# [Données de travail]
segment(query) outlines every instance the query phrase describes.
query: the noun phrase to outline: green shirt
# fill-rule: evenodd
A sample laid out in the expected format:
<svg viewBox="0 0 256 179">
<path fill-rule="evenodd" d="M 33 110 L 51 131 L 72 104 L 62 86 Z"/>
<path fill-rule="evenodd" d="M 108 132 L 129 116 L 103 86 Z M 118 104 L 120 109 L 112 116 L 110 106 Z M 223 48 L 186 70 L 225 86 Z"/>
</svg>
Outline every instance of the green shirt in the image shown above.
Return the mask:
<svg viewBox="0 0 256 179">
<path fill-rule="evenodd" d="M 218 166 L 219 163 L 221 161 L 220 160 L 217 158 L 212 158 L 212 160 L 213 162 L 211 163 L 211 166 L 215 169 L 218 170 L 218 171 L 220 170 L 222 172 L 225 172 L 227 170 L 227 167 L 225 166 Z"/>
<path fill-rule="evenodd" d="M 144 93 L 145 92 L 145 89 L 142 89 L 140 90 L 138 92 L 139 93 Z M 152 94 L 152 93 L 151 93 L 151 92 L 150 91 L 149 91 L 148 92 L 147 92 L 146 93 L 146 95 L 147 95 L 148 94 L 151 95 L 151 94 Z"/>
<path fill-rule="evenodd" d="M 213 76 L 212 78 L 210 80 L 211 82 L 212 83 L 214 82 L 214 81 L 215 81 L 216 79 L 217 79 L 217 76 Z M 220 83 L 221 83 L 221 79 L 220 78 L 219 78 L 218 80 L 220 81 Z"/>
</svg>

# [Consigne]
Repérez chacune des lignes ci-dessus où figure la chaîne « phrase », puis recopiez-les toutes.

# [Réponse complète]
segment(query) outlines every instance the query phrase describes.
query: the noun phrase to outline: green shirt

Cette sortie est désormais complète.